_Text shown_.
Cat-Operated Cat Food Dispenser

Tired of being harassed by your cat? [MomWillBeProud] made a cheap, effective — and more importantly cat-operated — cat food dispenser.

The feeder is of an efficient construction — a double cat food dish, one container to store the electronics, and a Pringles can to act as the hopper. A simple servo rotates the hopper thirty degrees and back on each button press; using gravity to drop food through an opening that appears due to this motion. The button itself is an old IKEA timer and a piece of plastic large enough for a hungry cat to swat.

An Arduino controls the servo, and while [MomWillBeProud] skips over going into detail on his code, you can check it out here.

[MomWillBeProud] toyed with the idea of scheduled feeding, but believes his cat is smart enough to feed itself; indeed — training cats is hard work, and it took a couple of weeks for the lessons to sink in. He also recommends using an Arduino Pro Mini, since it consumes so little power that it can operate for months on one set of batteries. Since [MomWillBeProud]’s cat needs a refill only once a week, that’s a lot less time fussing with one’s feline companions.

If you want a similarly hands-off method to ensure your pets have water, we previously featured a project that keeps your pet’s water bowl topped off.

[via /r/DIY]

56 thoughts on “Cat-Operated Cat Food Dispenser

  1. I appreciate the design & execution, but I have to say: Dry food is terrible for cats. Check out catinfo.org for details on why.

_Record excerpts_.
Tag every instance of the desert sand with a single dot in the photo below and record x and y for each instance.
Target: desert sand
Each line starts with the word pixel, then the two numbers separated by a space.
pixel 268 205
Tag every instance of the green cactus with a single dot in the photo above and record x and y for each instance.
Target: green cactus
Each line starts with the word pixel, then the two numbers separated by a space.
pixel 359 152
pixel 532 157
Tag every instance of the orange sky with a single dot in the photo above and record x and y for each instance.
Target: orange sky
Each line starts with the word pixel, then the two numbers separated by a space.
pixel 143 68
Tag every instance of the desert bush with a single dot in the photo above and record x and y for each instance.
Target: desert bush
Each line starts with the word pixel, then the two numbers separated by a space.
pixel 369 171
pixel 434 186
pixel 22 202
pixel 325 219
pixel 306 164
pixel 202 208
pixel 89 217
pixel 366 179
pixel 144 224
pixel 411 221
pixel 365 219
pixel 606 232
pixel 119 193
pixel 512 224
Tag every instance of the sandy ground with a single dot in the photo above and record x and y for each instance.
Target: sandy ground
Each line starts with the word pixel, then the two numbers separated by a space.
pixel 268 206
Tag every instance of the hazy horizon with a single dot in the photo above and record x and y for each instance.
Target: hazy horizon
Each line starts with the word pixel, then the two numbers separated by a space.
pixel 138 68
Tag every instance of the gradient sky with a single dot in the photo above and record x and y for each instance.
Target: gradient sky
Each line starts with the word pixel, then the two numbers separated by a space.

_Tasks to perform_.
A) From the cat feeder post, retype the part that opens with the words containing "Tired of being" and closes with "cat to swat.".
B) Show every line of the rows that holds the string "hazy", matching case exactly.

_List of solutions_.
A)
Tired of being harassed by your cat? [MomWillBeProud] made a cheap, effective — and more importantly cat-operated — cat food dispenser.

The feeder is of an efficient construction — a double cat food dish, one container to store the electronics, and a Pringles can to act as the hopper. A simple servo rotates the hopper thirty degrees and back on each button press; using gravity to drop food through an opening that appears due to this motion. The button itself is an old IKEA timer and a piece of plastic large enough for a hungry cat to swat.

B)
Tag every instance of the hazy horizon with a single dot in the photo above and record x and y for each instance.
Target: hazy horizon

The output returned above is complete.